Tasks for this exercise —
1. Answer these from the forum thread below, one line per answer, labeled like the questions:
(a) How old are the OP and the OP's wife, according to jsmart?
(b) In the passage Rus47 quotes from Scrappycoco, who serves as the babysitter?
(c) Where does Rus47 say the wife was flirting with other men?
2. Summarize the forum thread below in two sentences.

Excerpted passage —
— BEGIN —
What _planet_ did you get this from?

Certainly not from the OP.


----------



## jsmart (Mar 14, 2015)

Tex, I think you’re making a lot of assumptions about the OP that don’t match what he has shared. His wife is 39 and he’s 50. He said his wife checks off all of his boxes, which means, in his eyes, she’s all that and a bag of chips. Does that mean he doesn’t notice an attractive woman that he may see in his work or social circle? No. Taking note of a woman that appears to be into you, doesn’t mean he’s going to pursue anything.

I’m sure that even though Mr Tex is the man you love and the only man who gets to have you, that there must have been an occasional guy that you see or interact with that makes you go, “damn” and gets you all tingly. I’m also sure that your gut has gone off when you notice a guy that is being more than just friendly. I know you women can sense our eyes on your goods, even when we think we’re being discreet. but just because you know in your gut that a guy is into you, doesn’t mean that all of a sudden you think less of Mr Tex. At least I hope not.
I’m sure that it just makes you feel good to know, “yea, I still got it.”


----------



## Rus47 (Apr 1, 2021)

Scrappycoco said:


> Jonty30. I'm high drive, she's about medium. Average about 3 to 4 times a week, and I generally book us an overnight hotel room a boutique hotel about every month to month and a half(oldest child is our baby sitter and grandparents live a block away). She gets off at least once during our encounters, twice to thrice is the norm. So, I'd say pretty good? Oh, and we had two lunchtime encounters this week.


Your wife's actions are honestly insanity. She is getting all she wants at home and still flirting with other dudes at a damn little league game?!? I mean she knows you would have no problem drawing other women, like if she don't want you there are tons of others who will. I assume you can just tell her how the cow ate the cabbage and if she pulls that crap ever again you go find an attorney. If she is shaking her a$$ to random men, she is looking to attract one, and will find an interested one sooner rather than later. Maybe has had some practice that worked already.
— END —
Supplied data —
— BEGIN —
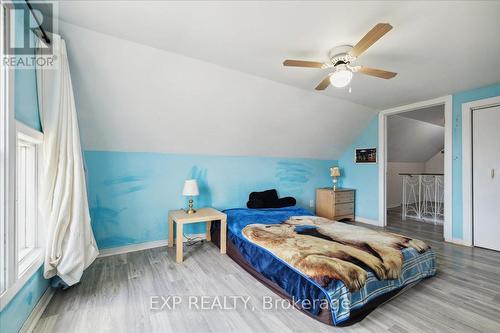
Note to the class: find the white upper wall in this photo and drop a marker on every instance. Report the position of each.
— END —
Answers per task —
1.
(a) The OP is 50 and his wife is 39.
(b) The oldest child.
(c) At a little league game.

2. jsmart tells Tex that the assumptions being made about the OP don't match what he has shared, and argues that noticing an attractive woman who seems interested doesn't mean he will pursue anything. Rus47 calls Scrappycoco's wife's flirting with other men at a little league game insanity, since she gets all she wants at home, and suggests telling her that if she does it again, he will find an attorney.